(Dataset entries)
==================================================
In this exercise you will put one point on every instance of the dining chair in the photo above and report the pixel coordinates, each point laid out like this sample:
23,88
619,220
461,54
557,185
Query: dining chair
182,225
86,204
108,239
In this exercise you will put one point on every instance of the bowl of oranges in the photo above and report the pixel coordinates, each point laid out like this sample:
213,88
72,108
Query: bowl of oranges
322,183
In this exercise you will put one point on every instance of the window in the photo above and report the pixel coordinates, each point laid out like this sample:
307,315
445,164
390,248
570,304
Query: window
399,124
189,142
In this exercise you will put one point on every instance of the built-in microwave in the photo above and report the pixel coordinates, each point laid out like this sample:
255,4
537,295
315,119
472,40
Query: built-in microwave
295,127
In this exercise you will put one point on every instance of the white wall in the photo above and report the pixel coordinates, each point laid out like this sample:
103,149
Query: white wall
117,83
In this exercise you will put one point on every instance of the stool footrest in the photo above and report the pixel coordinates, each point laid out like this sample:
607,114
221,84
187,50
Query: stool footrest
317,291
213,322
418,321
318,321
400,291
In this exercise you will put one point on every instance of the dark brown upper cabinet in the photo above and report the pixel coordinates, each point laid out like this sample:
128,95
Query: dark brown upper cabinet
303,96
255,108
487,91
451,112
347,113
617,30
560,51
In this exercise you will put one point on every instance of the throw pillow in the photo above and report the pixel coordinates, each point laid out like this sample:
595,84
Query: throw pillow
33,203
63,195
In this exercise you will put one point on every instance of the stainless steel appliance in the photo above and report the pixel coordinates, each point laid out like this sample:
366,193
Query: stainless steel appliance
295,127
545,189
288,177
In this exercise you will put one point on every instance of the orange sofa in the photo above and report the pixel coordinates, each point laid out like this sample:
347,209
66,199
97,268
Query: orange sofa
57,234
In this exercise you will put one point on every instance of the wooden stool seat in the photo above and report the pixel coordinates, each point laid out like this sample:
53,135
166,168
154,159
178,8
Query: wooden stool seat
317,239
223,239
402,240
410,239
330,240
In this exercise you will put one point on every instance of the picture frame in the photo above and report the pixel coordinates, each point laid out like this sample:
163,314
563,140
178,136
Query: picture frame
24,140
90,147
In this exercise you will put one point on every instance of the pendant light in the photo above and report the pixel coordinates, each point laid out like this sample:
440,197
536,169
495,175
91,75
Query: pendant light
==================================================
#### [The task]
Going line by line, copy the data above exactly.

#### [Answer to this exercise]
In this exercise you will put one point on every instance of the dining chair in the photo above and report the pixel coordinates, each point laid out like this sample:
23,88
619,220
461,54
557,185
Query: dining chair
182,225
86,204
108,239
In this exercise you will put one point on every instance of the bowl of oranges in the photo above and report the pixel coordinates, each point laid out like this sample:
213,88
72,108
Query: bowl of oranges
322,183
In this exercise you will put one point on every instance of the window in the photo above and report the pixel coordinates, each point laid out like this sample:
307,315
445,164
390,248
570,304
Query: window
399,124
189,142
In this exercise you will put one point on every instance of the built-in microwave in the photo above and report the pixel coordinates, each point laid out like this sample:
255,4
537,295
315,119
472,40
Query: built-in microwave
295,127
In this exercise you will put one point on every instance of the white wall in the photo above and report the pixel coordinates, each point laid out like this sample:
103,149
Query: white wall
117,83
In this exercise you will put one point on every instance of the stool footrest in the photo above and report the pixel coordinates, each point laid out like this sample:
607,114
221,84
187,50
Query: stool footrest
317,291
213,322
418,321
318,321
400,291
In this exercise you will put one point on every instance of the dark brown upper cabinet in the photo above and report the pixel coordinates, each point laid out like this sample:
128,95
Query: dark brown upper cabinet
303,96
255,108
487,91
451,112
347,113
617,30
560,51
In this exercise you will put one point on every instance of the throw pillow in the photo above and report the pixel coordinates, each point laid out like this sample:
595,84
Query: throw pillow
33,203
63,195
In this exercise you will put one point on every instance of the stainless steel appliance in the photo above and report the pixel coordinates, each point laid out like this sample:
366,193
Query: stainless steel appliance
295,127
545,189
288,177
In this exercise you will put one point on every instance of the orange sofa in the photo above and report the pixel coordinates, each point laid out like this sample:
347,209
66,199
97,268
Query: orange sofa
57,234
In this exercise you will put one point on every instance of the wooden stool seat in the photo above and report the pixel coordinates, each point laid out like this sample:
53,135
166,168
154,159
178,8
Query: wooden stool seat
317,239
223,239
402,240
410,239
330,240
In this exercise you will put one point on every instance of the picture frame in the photo above and report the pixel coordinates, each point laid out like this sample:
163,314
563,140
178,136
Query: picture frame
24,140
90,147
In this exercise you will put one point on every instance of the pendant light in the photo above and report the pixel coordinates, each point laid out like this sample:
440,197
536,169
495,175
91,75
Query: pendant light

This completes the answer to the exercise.